What the task requires:
Leave out the pictures and return every entry exactly as it appears.

Data extracted from a collection:

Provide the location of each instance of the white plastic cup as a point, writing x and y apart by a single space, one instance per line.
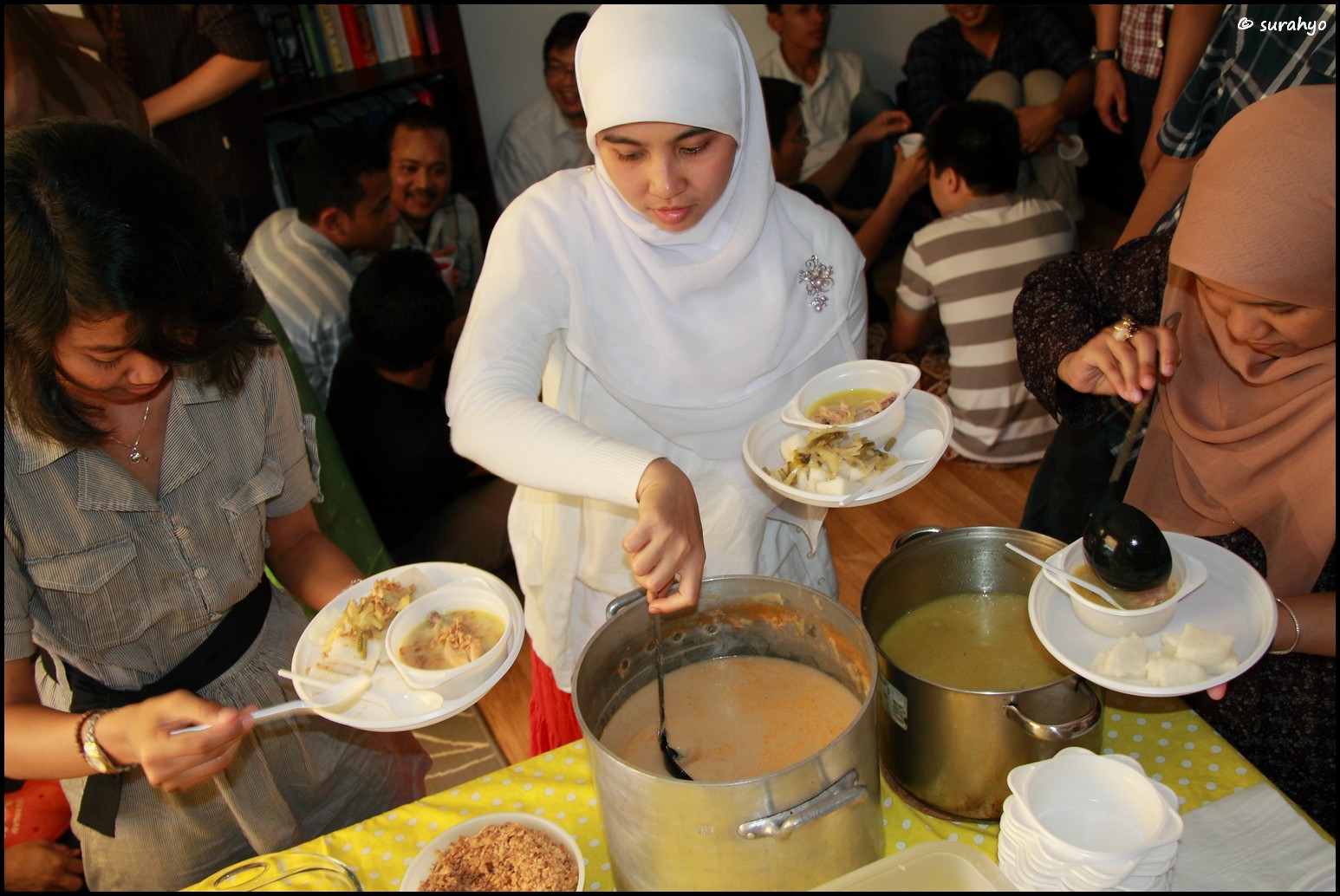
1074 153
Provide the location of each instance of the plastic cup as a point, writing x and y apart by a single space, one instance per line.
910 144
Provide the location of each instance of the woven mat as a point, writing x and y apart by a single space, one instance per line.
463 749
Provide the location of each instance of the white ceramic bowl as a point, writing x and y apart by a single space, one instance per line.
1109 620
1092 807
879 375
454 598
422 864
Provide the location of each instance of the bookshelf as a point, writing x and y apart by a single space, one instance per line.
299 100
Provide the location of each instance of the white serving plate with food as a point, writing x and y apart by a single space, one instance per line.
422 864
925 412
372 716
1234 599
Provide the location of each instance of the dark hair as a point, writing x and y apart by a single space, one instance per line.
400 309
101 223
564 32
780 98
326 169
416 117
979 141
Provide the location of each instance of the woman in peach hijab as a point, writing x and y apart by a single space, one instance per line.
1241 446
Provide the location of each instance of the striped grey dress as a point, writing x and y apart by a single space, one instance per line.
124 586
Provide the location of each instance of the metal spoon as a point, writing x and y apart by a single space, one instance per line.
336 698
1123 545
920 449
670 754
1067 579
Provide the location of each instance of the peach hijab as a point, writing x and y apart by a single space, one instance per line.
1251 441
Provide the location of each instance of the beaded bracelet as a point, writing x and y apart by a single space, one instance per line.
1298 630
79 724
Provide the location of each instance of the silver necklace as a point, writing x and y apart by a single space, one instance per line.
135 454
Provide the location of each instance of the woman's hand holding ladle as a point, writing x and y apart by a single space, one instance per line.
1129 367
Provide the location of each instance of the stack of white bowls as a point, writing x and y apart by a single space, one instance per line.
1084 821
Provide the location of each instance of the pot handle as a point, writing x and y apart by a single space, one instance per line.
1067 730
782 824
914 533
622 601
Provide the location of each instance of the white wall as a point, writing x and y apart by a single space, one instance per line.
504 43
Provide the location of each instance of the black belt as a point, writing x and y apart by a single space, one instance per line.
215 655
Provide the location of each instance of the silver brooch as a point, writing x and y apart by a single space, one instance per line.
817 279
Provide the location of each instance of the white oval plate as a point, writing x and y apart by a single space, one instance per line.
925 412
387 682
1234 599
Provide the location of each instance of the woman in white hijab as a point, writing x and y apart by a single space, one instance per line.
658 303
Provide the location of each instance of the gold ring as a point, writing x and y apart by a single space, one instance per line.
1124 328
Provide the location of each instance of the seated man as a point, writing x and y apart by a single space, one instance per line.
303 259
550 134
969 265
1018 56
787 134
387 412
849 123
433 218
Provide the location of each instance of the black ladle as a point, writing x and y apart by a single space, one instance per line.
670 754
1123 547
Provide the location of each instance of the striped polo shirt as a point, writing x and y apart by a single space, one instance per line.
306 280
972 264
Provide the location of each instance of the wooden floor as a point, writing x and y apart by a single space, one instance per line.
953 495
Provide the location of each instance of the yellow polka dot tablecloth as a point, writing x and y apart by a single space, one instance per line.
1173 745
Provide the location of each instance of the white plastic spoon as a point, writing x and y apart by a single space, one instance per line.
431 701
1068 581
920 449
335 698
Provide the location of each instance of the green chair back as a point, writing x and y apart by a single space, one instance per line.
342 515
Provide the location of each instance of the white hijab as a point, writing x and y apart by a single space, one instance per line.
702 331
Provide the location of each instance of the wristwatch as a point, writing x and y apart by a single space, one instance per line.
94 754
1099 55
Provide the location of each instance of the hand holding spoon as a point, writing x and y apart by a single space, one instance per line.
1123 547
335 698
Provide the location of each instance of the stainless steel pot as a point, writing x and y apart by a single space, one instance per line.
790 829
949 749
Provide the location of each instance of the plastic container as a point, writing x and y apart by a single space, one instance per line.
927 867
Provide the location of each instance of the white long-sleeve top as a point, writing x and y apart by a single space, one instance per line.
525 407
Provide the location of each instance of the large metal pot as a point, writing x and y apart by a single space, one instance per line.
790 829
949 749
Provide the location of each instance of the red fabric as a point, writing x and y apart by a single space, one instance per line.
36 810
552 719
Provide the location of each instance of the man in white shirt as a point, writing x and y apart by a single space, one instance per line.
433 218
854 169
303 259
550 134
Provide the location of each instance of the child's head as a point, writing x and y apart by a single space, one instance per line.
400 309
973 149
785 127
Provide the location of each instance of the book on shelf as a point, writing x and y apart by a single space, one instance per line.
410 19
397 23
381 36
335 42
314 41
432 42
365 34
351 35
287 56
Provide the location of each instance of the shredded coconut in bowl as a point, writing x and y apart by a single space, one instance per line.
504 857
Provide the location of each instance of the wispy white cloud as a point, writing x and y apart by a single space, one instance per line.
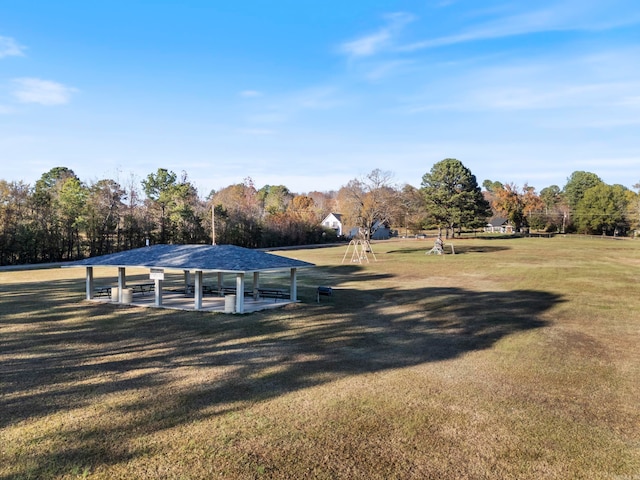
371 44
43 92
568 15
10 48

Output of the task:
Provide the location of each instance of the white plastic cup as a point, writing x and y apart by a single space, one instance per line.
1074 153
Provide the location of each instance of the plastic cup as a point, writing x and y apart by a single space, one instance per line.
910 144
Provide the location of each instance of the woven mat as a point, writing x and y apart by a single space, one instance per line.
463 749
Provide the location of each instance of the white ceramic bowl as a point, writing x and y apart by a single space, one instance per line.
1109 620
1092 807
879 375
454 598
422 864
Provide the location of each instance of the bookshelf as a point, writing x and y apart by a single space, one instance per line.
299 100
Provide the location of each instance of the white serving plate with food as a point, writing x and y apart by a single space, one instance per line.
422 864
925 412
372 716
1234 599
Provide the location of each instance of the dark hair as a point, writing x and y apart by a single space, one instance per line.
400 309
101 223
564 32
780 98
326 169
416 117
979 141
Provide the location of each instance of the woman in peach hijab as a point, writing x and y apart by a single space, one instance per line.
1241 446
Provide the location of each instance of the striped grey dress as a point, writing x and y apart by a single space, one instance per line.
124 586
Provide the location of each instance of the metal spoon as a point, writing x and y apart by a single space, one instance per line.
336 698
1123 545
920 449
670 754
1067 579
Provide the location of each instance of the peach hijab as a point, writing x and y apart by a single space, one instance per line.
1251 441
Provide the location of each instance of the beaded bracelet as a point, writing x and y apart by a single space, one instance per line.
1298 630
79 724
Provide the location of each instance of the silver necklace as a point, writing x and y apart by a single space, one instance per line.
135 454
Provide the location of each instance of the woman's hand holding ladle as a point, writing x and y apart by a single space, one instance per line.
1129 367
Provide the location of each instance of the stack of white bowls as a point, writing x and y apart by a single space, one instance per line.
1084 821
Provide the location of each instance of the pot handle as a point, writing x and y apart by a single space, one instance per line.
1067 730
782 824
914 533
622 601
Provide the location of each instance of the white wall as a point, writing x and y apart by a single space, one instance per line.
504 43
Provide the location of each instance of the black belt as a point, writing x and y apart by a single space, one instance per line.
215 655
Provide the location of each instance of the silver brooch as a point, writing x and y apart by a single space, one instance per line.
817 279
Provide the location of each instance of the white oval plate as a point, writing x and y apart by a single space, one instance per line.
925 412
387 682
1234 599
Provide the location of each instance of the woman in white hijab as a point, writing x and y apart by a single space, one instance per line.
658 303
Provide the location of each instance of the gold ring as a point, writing x and y apart by a single space, one instance per line.
1124 328
Provide the location of each instance of the seated man as a point, writing x and y apart by a single space, one instance per line.
303 259
550 134
969 265
1018 56
787 134
387 412
849 123
433 218
Provide the location of each instance of the black ladle as a point, writing x and y apart by a single space, one instance per line.
670 754
1123 547
Provide the location of each instance of the striped polo shirt as a point, writing x and y apart by a single space, one instance per line.
306 280
972 264
Provide the location of each instance of the wooden floor as a point, writing x and y apart by a single space, one instance per line.
953 495
Provide the location of each instance of the yellow polka dot tablecloth as a point, writing x and y apart by a single space, one instance per line.
1173 745
Provide the location of each instance of the white plastic spoon as a point, writing x and y apart by a single space, one instance per line.
431 701
1068 581
920 449
335 698
Provide the location of each instance of the green chair back as a point, writing x and y apart by a single space, one instance per line.
342 515
Provide the location of each instance of the white hijab as a point, writing x and y apart by a single space, one instance per line.
702 331
Provide the location of each instance of the wristwatch as a point, writing x and y apart by a single space, one instance per line.
94 754
1099 55
Provide the location of each instance of the hand holding spoon as a point, writing x and y apart by a single space, one instance per line.
1123 547
335 698
Provide the location of each instance of the stainless steel pot as a point, writing x and y apart by a single space, one instance per line.
790 829
949 749
Provide the location of each instance of the plastic container as a point, writing x and y apart by a single space, one instance per line.
927 867
Provide the location of each instance of the white long-sleeve top as a point, writing x and y apart by a single space, one instance per line.
525 407
Provide the location of each instance of the large metal pot as a point, writing x and y apart by a single space, one instance per line.
790 829
949 749
Provide the location of each instance of the red fabric as a point, writing x and y apart by a single space, one instance per line.
36 810
552 719
Provide the location of each instance of the man in white shirt as a point, writing x and y apart by a single space, one instance per line.
433 218
854 169
303 259
550 134
Provide the location of each instance of the child's head as a point, writing x and y apart by a single space, one instance per line.
400 309
973 149
785 127
Provide the location of each instance of the book on shelf as a point, writing x and y apart by a single space, one instance per line.
410 19
397 23
381 36
335 42
314 41
432 42
365 34
351 35
287 56
Provide the location of each instance of the shredded coconut in bowl as a point, writing x and y apart by a single space, one instance per line.
504 857
Provide the location of each instance of the wispy white cloud as a point, writing x and y apart by a single space, one instance per line.
371 44
43 92
568 15
10 48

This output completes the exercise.